**REQUIREMENT A:** In the passage on CCTV footage in police stations, which bench of the Bombay High Court gave the recent verdict on non-working CCTVs?
**REQUIREMENT B:** Copy out the passage on CCTV footage in police stations from "Recognizing the developing" up to and including "of Law, Hyderabad.".

**EXTRACT TO READ:**
________________________

The CCTV footage can be summoned by the Human Right Commissions and Courts

The Human Rights Commissions and Courts are empowered to summon the CCTV footage from police stations in order to inspect the actions of the police. This step was taken keeping in mind various complaints being made regarding injuries inflicted by police and custodial deaths. It is a need of an hour that a safe space should be provided to the victims to complain against the atrocities committed by the police. Such complaint could be made either to the State Human Right Commission under Section 17 and 18 of Protection of Human Rights Act, 1993 the complaint could directly be made at the Human Rights Courts. The above mentioned Commission and Court have authority to immediately summon the CCTV camera footage of that specified complaint about its safekeeping, and then further forward it to the investigating agency to process the complaint.

Loopholes in the implementation

Despite various measures and orders passed by the court to make the investigation process more transparent, there are still a few loopholes present in the system which defeat the intention behind the order. They rather than following the orders, bypass it in such a way without any possibility of imposition of sanctions. One such loophole is non-working CCTV cameras, even though the cameras are installed in official places, in most of the time they are not in a working condition.

In various cases, it is observed that generally after the commission of the crime in the form of custodial torture and custodial death when the CCTV footage is asked by the court for investigation, an argument is advanced by the police side that CCTV was not working and hence no audio/ video footage is available to provide.

The Aurangabad Bench of Bombay High Court in its recent verdict said that the non-working CCTVs footage is defeating the whole purpose of installing the CCTV cameras. The bench comprising of TV Nalavade and MG Sewlikar, JJ observed that the properly working CCTVs are imperative for the effective implementation of the order and there is a pressing need for regular maintenance to ensure the proper working of the CCTVs.

The bench opined that whenever the CCTV footages are asked the police always try to evade by arguing that the CCTV camera on that particular day was not working. Such kinds of excuses cause major hindrance in providing justice to the victim and his/her family. It provides blanket protection to the police authority from the sanctions imposed against them. To curb this problem, the court proposed that an officer should be given a duty to supervise and oversee the functioning of the system along with maintaining a register where the observations of inspection could be entered every day.

Electricity and storage facility

In many parts of India, there is a huge lack of electricity and internet bandwidth facility, which cause major hindrance in the proper implementation of the order. Since for storage of data, the internet is required and in places where there is very less or no availability of internet, the order becomes a complete failure. In the areas where there are poor electricity and internet connection, other means of electricity production should be used including solar and wind power, which will facilitate the continuous supply of electricity in offices. Moreover, it has been mandated by the court that the CCTVs should be of advanced technology in order to be equipped with night vision along with audio and video footage. Apart from that, the data storage capacity should be of maximum period possible which is at least one year or 18 months. Agencies mostly conduct their interrogation in their specified offices which necessitates installing CCTV cameras at those places.


Recognizing the developing society and people’s awareness towards their rights, it is high time for the effective implementation of the order which will allow a right to people to complaint and demand for the footage recording of investigation in case of any human right violations. If properly implemented, this measure will ensure a huge reduction in custodial injuries and deaths and there is a silver lining that the basic human rights of the people will be protected.


* The author is a student at NALSAR University of Law, Hyderabad.

________________________

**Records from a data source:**

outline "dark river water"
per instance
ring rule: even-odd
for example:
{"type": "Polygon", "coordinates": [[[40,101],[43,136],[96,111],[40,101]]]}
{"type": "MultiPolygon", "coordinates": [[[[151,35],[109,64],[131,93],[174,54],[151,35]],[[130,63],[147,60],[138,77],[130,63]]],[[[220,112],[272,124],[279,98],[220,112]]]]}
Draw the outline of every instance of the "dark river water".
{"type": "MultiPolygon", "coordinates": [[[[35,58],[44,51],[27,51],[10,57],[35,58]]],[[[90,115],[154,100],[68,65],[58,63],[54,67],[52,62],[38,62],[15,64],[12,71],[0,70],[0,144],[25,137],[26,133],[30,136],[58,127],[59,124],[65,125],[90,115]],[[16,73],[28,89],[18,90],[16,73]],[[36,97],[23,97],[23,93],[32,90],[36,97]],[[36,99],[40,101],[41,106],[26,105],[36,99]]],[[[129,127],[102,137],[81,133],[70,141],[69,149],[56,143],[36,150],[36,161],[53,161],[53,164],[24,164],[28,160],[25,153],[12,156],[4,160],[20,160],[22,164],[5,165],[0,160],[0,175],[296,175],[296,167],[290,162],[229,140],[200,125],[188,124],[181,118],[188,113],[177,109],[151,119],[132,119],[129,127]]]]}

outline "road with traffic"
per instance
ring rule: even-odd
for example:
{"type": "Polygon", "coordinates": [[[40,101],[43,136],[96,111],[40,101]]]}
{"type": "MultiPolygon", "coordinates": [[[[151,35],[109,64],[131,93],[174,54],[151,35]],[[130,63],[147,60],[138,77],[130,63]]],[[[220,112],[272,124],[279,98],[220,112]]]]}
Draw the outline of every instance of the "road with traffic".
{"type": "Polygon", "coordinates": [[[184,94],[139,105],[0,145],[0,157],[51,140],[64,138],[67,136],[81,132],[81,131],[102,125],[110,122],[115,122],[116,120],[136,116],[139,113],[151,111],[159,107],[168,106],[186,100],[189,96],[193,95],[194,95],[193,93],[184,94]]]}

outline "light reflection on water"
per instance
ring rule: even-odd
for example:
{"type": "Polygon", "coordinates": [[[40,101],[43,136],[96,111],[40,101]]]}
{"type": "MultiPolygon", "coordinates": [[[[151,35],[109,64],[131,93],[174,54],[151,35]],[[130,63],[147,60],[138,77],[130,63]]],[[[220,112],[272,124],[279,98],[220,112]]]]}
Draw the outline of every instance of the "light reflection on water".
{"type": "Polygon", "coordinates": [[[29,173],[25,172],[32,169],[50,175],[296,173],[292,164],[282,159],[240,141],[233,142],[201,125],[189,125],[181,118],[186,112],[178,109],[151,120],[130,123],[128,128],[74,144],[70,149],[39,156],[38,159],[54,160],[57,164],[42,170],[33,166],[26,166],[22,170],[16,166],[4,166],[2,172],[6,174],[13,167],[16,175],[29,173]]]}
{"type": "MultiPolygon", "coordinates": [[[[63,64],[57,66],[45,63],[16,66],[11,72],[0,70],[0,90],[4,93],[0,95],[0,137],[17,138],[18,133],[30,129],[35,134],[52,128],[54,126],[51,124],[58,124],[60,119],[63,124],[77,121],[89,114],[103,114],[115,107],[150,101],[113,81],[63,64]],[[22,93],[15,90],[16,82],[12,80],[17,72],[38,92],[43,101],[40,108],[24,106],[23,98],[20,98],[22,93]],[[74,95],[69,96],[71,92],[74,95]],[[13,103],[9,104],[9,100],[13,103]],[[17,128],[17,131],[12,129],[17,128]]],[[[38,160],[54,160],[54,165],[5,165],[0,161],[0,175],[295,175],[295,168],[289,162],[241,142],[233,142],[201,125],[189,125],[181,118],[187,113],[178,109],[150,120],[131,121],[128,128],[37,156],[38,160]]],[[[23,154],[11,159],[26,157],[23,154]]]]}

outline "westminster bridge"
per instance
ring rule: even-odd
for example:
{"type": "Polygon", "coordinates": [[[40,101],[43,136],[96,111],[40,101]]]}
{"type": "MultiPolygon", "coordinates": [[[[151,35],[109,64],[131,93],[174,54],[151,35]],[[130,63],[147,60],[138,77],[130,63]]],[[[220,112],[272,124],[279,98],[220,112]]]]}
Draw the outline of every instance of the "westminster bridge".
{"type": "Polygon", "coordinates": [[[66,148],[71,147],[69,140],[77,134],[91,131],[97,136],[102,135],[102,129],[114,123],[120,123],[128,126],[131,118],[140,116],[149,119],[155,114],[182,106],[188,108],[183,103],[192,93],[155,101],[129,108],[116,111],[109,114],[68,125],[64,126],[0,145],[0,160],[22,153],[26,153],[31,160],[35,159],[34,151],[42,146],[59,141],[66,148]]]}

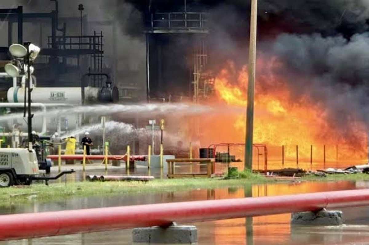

________________________

**YOUR SOLUTION A:** The Aurangabad Bench of the Bombay High Court.

**YOUR SOLUTION B:**
Recognizing the developing society and people’s awareness towards their rights, it is high time for the effective implementation of the order which will allow a right to people to complaint and demand for the footage recording of investigation in case of any human right violations. If properly implemented, this measure will ensure a huge reduction in custodial injuries and deaths and there is a silver lining that the basic human rights of the people will be protected.


* The author is a student at NALSAR University of Law, Hyderabad.